◆ **Texte à analyser**:
La personne de confiance est celle qui reçoit les informations et qui témoigne lorsque le patient est dans l'incapacité de le faire. Elle a également une mission d'accompagnement, de soutien et d'aide du patient dans son parcours de soins. La désignation de la personne de confiance se fait par écrit : depuis 2016, elle doit être cosignée par la personne choisie. Selon la loi française, toute personne majeure peut désigner une personne de confiance : celui-ci doit être un parent, un proche ou un médecin traitant. « Mais le Conseil national de l'Ordre des médecins est plutôt défavorable à la désignation du médecin comme personne de confiance », note la Dr Anaïs Obin-Aït Idir, médecin généraliste à Oissel (Seine-Maritime) dans sa thèse intitulée « Peut-on être médecin traitant et personne de confiance d'un patient ? ».

Une connaissance globale hors influences

La Dr Obin-Aït Idir a réalisé une revue de la littérature internationale concernant cette problématique : « ce travail met en lumière le fait que la désignation du médecin traitant comme personne de confiance peut être favorable. Car ce spécialiste a une connaissance globale du patient, fruit d'une relation de longue durée et de contacts répétés, durant lesquels la confiance peut s'installer. Le choix du médecin traitant comme personne de confiance peut aussi être lié à la volonté de se protéger de potentiels conflits familiaux (ou de ne pas en créer) », résume-t-elle.

D'autres arguments — tels que le respect de l'autonomie du patient ou le devoir éthique de poursuivre ses intérêts supérieurs — font du médecin traitant une personne de confiance légitime. « Le cas du patient hospitalisé fait très peu débat, y compris au sein du Conseil national de l'Ordre des médecins. Dans ce cadre, le médecin traitant qui est personne de confiance du patient peut apporter à ses confrères hospitaliers une vision du patient dans son environnement de vie habituel, là où les médecins hospitaliers n'ont pas accès », rappelle le Dr Obin-Aït Idir. Dans ses prises de décisions, le médecin traitant personne de confiance du patient se laisse également moins influencer par son affect que la famille.

Conflit d'intérêts, valeurs, paternalisme…

D'autres critères sont défavorables à la désignation du médecin traitant comme personne de confiance. « Dans ces conditions, le médecin est à la fois juge et partie. Des conflits d'intérêts et de valeurs peuvent survenir. S'il n'a pas les mêmes systèmes de valeurs religieuses, spirituelles et sociales que son patient, il sera difficile pour le médecin de partager avec lui des réflexions sur le sens de la vie et de la mort. Or ce sont elles qui amènent le patient à accepter ou refuser des soins et à donner des directives anticipées », indique la Dr Obin-Aït Idir. D'autres risques sont à craindre tels que la recherche d'un intérêt financier du médecin ou le paternalisme médical. Sans oublier un éventuel burn-out du médecin, trop impliqué d'un point de vue émotionnel auprès de ses patients.

Face à ces limitations, des réponses existent. « Dans le monde occidental, le paternalisme médical est de plus en plus rare. Face à une demande d'être personne de confiance, le médecin doit s'attacher à la recherche de conflits d'intérêts et les exposer au patient pour garantir un choix autonome et éclairé. Nous devrions nous interroger sur le potentiel impact de cette décision pour nous-mêmes, observer un délai de réflexion avant de consentir », propose la Dr Obin-Aït Idir.

Une autre piste est de faire acter l'incapacité du patient, si nécessaire, par un autre confrère. « Certaines décisions de soins devraient être soumises au contrôle d'une tierce personne physique ou morale », note-t-elle. Une réponse serait la conciliation. « La loi nécessite parfois des adaptations. L'une d'entre elles pourrait être de faire du médecin traitant un acteur de proximité accompagnant la personne de confiance désignée parmi les proches du patient. Cette solution de compagnonnage de la personne de confiance par le médecin traitant me paraît être une solution équitable et juste », conclut la Dr Obin-Aït Idir.

◆ **Données sources**:
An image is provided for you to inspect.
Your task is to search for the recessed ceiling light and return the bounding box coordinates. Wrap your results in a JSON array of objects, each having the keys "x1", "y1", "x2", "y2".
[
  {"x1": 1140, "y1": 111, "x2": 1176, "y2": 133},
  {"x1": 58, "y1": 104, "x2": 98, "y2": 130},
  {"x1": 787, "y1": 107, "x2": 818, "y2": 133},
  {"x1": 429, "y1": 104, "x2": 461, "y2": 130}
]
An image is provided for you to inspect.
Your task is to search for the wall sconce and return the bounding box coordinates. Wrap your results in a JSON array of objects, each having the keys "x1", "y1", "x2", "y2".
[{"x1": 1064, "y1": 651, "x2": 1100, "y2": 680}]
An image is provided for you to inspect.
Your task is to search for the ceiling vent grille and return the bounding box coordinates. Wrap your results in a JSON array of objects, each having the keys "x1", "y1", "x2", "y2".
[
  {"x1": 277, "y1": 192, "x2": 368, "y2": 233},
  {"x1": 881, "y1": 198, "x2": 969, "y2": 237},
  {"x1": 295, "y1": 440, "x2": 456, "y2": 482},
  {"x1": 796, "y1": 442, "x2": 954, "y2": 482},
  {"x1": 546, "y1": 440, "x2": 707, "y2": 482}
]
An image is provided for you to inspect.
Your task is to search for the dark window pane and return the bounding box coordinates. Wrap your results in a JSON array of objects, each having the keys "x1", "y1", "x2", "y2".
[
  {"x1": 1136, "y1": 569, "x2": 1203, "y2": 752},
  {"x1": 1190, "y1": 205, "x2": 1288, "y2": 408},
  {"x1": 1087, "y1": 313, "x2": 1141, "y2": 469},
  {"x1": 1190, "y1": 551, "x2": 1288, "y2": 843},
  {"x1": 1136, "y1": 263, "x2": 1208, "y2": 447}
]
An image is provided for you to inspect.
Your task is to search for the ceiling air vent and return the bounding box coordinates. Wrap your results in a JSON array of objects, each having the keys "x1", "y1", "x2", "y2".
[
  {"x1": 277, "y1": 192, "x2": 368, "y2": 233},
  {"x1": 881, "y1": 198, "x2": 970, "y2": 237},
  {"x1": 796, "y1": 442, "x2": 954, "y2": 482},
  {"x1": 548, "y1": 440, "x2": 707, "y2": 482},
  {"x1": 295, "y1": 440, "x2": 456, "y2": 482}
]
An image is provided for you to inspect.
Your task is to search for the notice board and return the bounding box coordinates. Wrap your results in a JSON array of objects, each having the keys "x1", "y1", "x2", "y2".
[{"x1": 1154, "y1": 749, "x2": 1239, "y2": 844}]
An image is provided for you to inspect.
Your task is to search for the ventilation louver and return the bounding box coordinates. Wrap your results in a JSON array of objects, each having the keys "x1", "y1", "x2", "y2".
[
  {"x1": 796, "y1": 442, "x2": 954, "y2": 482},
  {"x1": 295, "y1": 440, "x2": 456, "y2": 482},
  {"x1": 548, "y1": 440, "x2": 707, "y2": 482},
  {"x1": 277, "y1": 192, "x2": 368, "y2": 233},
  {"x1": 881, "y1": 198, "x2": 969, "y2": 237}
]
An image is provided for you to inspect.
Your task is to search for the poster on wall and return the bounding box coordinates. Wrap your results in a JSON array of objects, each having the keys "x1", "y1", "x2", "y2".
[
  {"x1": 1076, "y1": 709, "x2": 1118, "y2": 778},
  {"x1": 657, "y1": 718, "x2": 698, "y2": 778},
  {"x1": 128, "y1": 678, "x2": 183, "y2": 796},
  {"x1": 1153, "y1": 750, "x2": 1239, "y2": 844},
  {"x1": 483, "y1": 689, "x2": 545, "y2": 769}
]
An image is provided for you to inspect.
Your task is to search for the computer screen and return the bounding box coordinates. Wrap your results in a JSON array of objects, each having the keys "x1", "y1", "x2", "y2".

◆ **Consigne**: Dans le texte sur la personne de confiance, recopiez le passage situé entre « Une autre piste » et « conclut la Dr Obin-Aït Idir. », bornes comprises, en remplaçant « conciliation » par « médiation ».

◆ **Solution ci-dessous**:
Une autre piste est de faire acter l'incapacité du patient, si nécessaire, par un autre confrère. « Certaines décisions de soins devraient être soumises au contrôle d'une tierce personne physique ou morale », note-t-elle. Une réponse serait la médiation. « La loi nécessite parfois des adaptations. L'une d'entre elles pourrait être de faire du médecin traitant un acteur de proximité accompagnant la personne de confiance désignée parmi les proches du patient. Cette solution de compagnonnage de la personne de confiance par le médecin traitant me paraît être une solution équitable et juste », conclut la Dr Obin-Aït Idir.